— Start Excerpt —

In June 2021, the Sponsor forfeited 90,000 Class B Units of Opco, and 30,000 Class B Units of Opco were issued to each of the Company’s independent director nominees. The Sponsor transferred a corresponding number of shares of the Company’s Class B ordinary shares to the Company’s independent director nominees. In June 2021, the Company effected a dividend, and Opco effected a distribution, resulting in an aggregate of 8,625,000 Class B ordinary shares and 8,624,900 Class B Units of Opco outstanding, of which the Sponsor owned 8,535,000 of the Company’s Class B ordinary shares and 8,534,900 Class B Units of Opco.

 

The Sponsor agreed to forfeit up to 1,127,500 Founder Units to the extent that the over-allotment option was not exercised in full by the underwriter, so that the Founder Units would represent 20.0% of the Company’s issued and outstanding shares after the Initial Public Offering. The underwriters fully exercised the over-allotment on June 16, 2021; thus, these 1,127,500 Founder Units were no longer subject to forfeiture.

 

The Initial Shareholders agreed, subject to limited exceptions, not to transfer, assign or sell any of their Founder Units until the earlier to occur of: (A) one year after the completion of the initial Business Combination or (B) subsequent to the initial Business Combination, (x) if the last sale price of the Class A ordinary shares equals or exceeds $12.00 per share (as adjusted for share sub-divisions, share dividends, reorganizations, recapitalizations and the like) for any 20 trading days within any 30-trading day period commencing at least 150 days after the initial Business Combination, or (y) the date on which the Company completes a liquidation, merger, share exchange or other similar transaction that results in all of the Company’s shareholders having the right to exchange their Class A ordinary shares for cash, securities or other property.

 

The Company refers to the 8,624,900 Class B ordinary shares and corresponding number of Class B Units of Opco (or the Class A Units of Opco into which such Class B Units will convert) collectively as the “Founder Units”. The Founder Units consist of Class B Units of Opco (and any Class A Units of Opco into which such Class B Units are converted) and a corresponding number of Class B ordinary shares, which together will be exchangeable for shares of the Company’s Class A ordinary shares after the time of the initial Business Combination on a one-for-one basis, subject to adjustment as provided herein. The Company refers to the 2,500 Class A ordinary shares and the 100 Class A Units of Opco and a corresponding number of shares of the Company’s non-economic Class B ordinary shares (which together will be exchangeable into Class A ordinary shares after the initial Business Combination on a one-for-one basis) collectively as the “Sponsor Units”. The Sponsor Units are considered non-redeemable and presented as permanent equity in the Company’s condensed consolidated balance sheets.

— End Excerpt —

## Directives:
A – Please reproduce the excerpt beginning at the words "The Sponsor agreed" and ending after "subject to forfeiture.", swapping "Founder Units" for "Founder Shares".
B – According to the excerpt, on what date did the underwriters fully exercise the over-allotment?
C – Which kinds of events does the excerpt list as grounds for adjusting the $12.00 per share price?

— Start Information supplied —

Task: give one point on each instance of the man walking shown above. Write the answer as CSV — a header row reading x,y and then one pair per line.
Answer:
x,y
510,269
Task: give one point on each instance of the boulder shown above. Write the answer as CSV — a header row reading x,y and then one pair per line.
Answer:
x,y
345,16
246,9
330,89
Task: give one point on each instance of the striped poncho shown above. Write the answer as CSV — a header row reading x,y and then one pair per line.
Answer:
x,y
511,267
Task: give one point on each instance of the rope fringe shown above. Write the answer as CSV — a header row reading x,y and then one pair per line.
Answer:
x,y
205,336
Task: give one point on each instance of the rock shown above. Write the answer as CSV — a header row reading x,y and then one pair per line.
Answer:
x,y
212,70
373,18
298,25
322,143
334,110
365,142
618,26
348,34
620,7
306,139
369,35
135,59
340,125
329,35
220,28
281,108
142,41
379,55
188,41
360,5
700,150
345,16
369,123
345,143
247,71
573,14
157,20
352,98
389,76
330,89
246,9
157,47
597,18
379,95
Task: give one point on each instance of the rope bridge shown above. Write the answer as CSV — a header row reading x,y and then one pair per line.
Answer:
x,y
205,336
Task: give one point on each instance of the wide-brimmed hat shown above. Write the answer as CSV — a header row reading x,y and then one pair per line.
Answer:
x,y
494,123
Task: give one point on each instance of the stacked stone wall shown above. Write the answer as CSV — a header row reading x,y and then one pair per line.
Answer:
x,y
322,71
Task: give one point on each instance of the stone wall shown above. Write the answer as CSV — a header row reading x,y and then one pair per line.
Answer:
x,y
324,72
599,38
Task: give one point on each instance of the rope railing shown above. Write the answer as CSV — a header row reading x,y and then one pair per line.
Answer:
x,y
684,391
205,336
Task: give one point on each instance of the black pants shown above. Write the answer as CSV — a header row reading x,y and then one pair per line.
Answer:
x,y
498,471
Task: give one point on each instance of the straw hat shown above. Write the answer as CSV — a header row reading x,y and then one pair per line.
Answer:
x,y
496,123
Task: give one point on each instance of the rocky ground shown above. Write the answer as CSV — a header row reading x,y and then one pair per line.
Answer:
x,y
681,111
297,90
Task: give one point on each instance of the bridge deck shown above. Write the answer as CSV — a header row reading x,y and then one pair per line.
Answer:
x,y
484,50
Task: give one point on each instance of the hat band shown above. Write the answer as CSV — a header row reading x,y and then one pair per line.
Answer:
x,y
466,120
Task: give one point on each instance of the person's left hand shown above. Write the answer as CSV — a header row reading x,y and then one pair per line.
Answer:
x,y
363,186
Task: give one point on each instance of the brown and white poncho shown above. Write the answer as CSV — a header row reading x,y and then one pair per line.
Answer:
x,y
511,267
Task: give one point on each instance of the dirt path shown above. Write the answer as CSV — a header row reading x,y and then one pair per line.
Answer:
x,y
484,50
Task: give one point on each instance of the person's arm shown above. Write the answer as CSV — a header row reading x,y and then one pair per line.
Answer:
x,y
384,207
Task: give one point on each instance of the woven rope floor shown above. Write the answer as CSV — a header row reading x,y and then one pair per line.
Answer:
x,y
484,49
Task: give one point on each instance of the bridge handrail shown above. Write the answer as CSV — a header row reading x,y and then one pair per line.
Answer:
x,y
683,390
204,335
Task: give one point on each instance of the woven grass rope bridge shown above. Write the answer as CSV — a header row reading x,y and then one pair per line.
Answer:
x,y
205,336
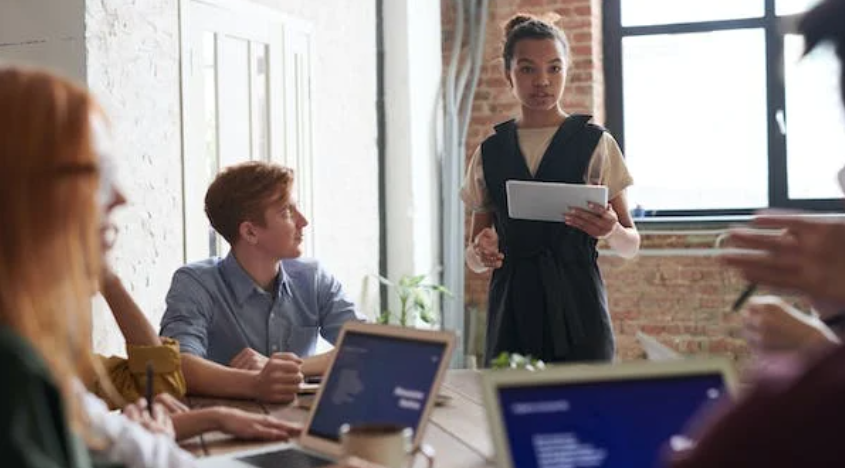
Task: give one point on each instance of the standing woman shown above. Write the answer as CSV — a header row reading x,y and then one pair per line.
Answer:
x,y
547,297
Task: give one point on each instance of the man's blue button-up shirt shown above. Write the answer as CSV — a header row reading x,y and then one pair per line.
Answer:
x,y
215,309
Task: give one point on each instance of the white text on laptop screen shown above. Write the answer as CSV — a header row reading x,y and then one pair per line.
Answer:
x,y
610,424
377,379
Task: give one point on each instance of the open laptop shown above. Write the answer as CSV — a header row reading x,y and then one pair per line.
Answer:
x,y
378,374
608,415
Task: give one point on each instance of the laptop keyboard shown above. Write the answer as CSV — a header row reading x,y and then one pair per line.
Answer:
x,y
287,458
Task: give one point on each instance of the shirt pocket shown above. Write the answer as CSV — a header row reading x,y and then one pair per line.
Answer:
x,y
303,340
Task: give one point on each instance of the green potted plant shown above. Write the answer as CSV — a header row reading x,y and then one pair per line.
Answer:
x,y
416,301
516,361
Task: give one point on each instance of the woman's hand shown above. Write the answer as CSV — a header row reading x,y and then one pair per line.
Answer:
x,y
486,247
157,423
171,404
354,462
770,324
244,425
599,221
806,256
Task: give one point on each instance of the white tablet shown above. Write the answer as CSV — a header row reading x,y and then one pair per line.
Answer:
x,y
548,201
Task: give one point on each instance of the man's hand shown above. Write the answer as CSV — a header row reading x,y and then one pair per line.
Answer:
x,y
279,379
248,359
807,256
770,324
599,221
158,423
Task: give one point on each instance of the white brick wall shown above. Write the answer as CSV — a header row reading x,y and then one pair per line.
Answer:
x,y
132,54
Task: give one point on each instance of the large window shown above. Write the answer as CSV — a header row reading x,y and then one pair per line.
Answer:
x,y
246,79
717,111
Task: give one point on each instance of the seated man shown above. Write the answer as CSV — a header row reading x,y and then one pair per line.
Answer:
x,y
243,321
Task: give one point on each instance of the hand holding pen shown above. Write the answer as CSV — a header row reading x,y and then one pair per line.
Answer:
x,y
147,413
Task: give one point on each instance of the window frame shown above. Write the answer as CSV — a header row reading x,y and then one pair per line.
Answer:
x,y
775,29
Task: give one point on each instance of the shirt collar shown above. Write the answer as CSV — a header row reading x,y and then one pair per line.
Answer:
x,y
242,284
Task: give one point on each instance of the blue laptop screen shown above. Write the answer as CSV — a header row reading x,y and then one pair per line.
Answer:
x,y
620,423
377,379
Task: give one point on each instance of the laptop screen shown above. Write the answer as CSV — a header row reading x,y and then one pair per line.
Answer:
x,y
377,379
614,423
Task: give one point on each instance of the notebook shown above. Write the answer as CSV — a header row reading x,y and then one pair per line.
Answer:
x,y
379,374
609,415
548,201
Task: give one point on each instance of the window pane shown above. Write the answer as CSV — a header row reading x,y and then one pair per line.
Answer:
x,y
695,120
260,103
209,69
815,139
793,7
233,104
649,12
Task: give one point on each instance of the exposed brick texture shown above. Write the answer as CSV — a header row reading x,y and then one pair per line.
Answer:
x,y
675,290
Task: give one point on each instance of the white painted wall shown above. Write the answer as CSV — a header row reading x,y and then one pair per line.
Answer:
x,y
413,63
46,33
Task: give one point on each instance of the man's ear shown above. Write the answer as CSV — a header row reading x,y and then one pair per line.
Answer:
x,y
246,231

— End Information supplied —

## Written answers:
A –
The Sponsor agreed to forfeit up to 1,127,500 Founder Shares to the extent that the over-allotment option was not exercised in full by the underwriter, so that the Founder Shares would represent 20.0% of the Company’s issued and outstanding shares after the Initial Public Offering. The underwriters fully exercised the over-allotment on June 16, 2021; thus, these 1,127,500 Founder Shares were no longer subject to forfeiture.

B – June 16, 2021

C –
- Share sub-divisions
- Share dividends
- Reorganizations
- Recapitalizations